[Saved entries]
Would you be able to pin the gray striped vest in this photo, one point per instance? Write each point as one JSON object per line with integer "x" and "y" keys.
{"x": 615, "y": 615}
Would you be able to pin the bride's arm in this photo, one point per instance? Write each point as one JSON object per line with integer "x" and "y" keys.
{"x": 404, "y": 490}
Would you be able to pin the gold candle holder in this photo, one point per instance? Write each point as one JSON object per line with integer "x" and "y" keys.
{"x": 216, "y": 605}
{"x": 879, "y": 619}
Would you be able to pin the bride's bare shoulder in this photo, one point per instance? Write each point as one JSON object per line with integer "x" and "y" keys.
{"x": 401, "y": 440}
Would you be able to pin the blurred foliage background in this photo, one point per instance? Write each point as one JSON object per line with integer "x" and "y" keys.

» **What is being asked**:
Retype exactly, please, only the lines of the entries that run from the one containing "Would you be able to pin the bride's arm" to the last.

» **Exercise output**:
Would you be able to pin the bride's arm in this photo, one point per instance? Write each point as one JSON object per line with integer "x" and "y" keys.
{"x": 404, "y": 490}
Would you be able to pin the gold candle holder in this photo, one point per instance? Write each point as one JSON object per line with integer "x" and "y" keys.
{"x": 216, "y": 605}
{"x": 879, "y": 619}
Would you be able to pin the bride's bare shoulder in this photo, one point per instance? Write each point as one JSON object per line with integer "x" and "y" keys.
{"x": 401, "y": 440}
Would you be able to pin the blurred foliage background in this photo, one point per instance? Write each point as one JSON object per line with integer "x" and "y" keys.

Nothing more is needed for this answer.